[Record set]
begin
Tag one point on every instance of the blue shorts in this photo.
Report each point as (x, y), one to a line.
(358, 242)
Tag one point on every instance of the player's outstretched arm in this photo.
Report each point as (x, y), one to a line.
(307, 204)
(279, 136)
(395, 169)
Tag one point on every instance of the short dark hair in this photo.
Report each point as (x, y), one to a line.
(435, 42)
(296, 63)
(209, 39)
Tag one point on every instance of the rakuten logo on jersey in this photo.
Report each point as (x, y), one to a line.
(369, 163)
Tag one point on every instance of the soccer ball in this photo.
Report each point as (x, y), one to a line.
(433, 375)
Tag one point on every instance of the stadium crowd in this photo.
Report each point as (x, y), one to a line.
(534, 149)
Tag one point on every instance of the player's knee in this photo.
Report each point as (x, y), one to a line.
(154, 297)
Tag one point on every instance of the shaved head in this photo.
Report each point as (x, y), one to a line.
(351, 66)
end
begin
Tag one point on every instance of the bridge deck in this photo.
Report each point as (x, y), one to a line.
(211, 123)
end
begin
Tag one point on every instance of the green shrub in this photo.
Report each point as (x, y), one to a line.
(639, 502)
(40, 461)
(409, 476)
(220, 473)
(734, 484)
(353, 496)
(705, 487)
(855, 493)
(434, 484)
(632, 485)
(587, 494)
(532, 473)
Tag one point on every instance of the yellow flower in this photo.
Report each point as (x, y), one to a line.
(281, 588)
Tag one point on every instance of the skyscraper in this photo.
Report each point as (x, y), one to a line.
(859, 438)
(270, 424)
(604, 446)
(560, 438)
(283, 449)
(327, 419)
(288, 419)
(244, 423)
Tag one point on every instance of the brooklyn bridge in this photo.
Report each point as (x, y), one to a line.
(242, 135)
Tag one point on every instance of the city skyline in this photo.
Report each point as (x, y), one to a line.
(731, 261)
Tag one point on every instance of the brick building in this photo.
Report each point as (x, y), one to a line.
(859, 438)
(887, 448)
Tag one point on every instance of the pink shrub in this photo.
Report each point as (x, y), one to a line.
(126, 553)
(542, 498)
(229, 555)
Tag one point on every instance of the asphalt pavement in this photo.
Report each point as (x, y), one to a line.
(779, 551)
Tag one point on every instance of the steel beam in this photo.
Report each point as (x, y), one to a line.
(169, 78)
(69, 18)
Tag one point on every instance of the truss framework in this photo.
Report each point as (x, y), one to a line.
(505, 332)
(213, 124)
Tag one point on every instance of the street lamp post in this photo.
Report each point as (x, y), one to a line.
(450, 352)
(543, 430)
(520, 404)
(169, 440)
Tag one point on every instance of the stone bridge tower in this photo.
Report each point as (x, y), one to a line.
end
[Your goal] Please find each line above that contains the string "player" and copy those lines. Case counts.

[Written answer]
Tag one point on every instance of the player's outstretched arm in this photo.
Tag one point on every instance of the player's knee in this photo.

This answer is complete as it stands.